Photo labels with boxes:
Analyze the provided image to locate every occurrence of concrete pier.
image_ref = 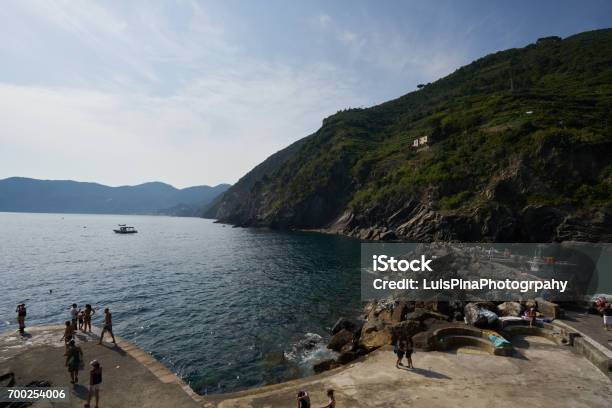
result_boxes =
[0,326,612,408]
[0,326,201,408]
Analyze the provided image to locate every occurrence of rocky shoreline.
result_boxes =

**Goal**: Present every line of the records above as a numbered list, skipping any blank lines. Leave the pictures out of your answer.

**Output for this exercise**:
1. Analyze the provided image to locate every occurrence of concrete pier.
2. image_ref = 
3. result_boxes =
4. [0,326,612,408]
5. [0,326,201,408]
6. Analyze the provided image to locate every occurrence of rocky shoreline.
7. result_boxes =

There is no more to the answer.